─── WIERSZE ZBIORU DANYCH ───

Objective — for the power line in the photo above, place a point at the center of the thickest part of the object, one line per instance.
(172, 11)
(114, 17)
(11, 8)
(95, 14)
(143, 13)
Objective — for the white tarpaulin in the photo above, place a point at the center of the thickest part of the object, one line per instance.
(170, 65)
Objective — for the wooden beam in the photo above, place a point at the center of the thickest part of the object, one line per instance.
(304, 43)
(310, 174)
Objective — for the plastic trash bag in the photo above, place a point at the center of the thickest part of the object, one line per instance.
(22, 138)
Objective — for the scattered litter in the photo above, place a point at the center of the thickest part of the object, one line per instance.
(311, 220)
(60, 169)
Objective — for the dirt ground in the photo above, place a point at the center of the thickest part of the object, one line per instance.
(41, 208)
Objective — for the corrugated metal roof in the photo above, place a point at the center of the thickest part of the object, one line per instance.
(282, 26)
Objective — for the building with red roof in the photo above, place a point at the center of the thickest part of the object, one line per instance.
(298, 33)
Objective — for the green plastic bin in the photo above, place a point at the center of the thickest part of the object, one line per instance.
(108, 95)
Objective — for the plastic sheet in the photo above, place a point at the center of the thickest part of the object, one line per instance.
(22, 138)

───
─── WIERSZE ZBIORU DANYCH ───

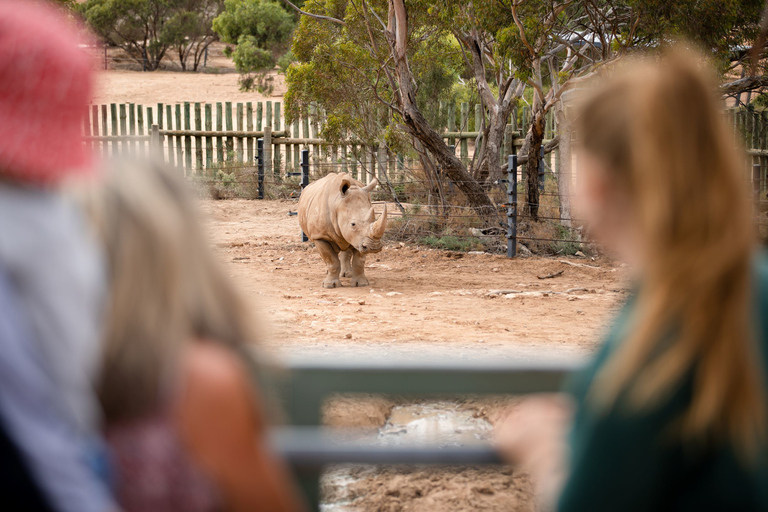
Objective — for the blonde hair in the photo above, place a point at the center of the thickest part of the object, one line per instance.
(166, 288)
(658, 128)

───

Znajdź powyżej każdy wiersz, w którym występuje słowo „roof”, i przepisz wszystkie takie wiersze.

Objective — for the corrugated metal roof in the photo above, place a point at the center of the thickest part of the object, one line per instance.
Objective — for the building with red roof in the photo above, place a point at the center of the thickest part of the object, one line per instance.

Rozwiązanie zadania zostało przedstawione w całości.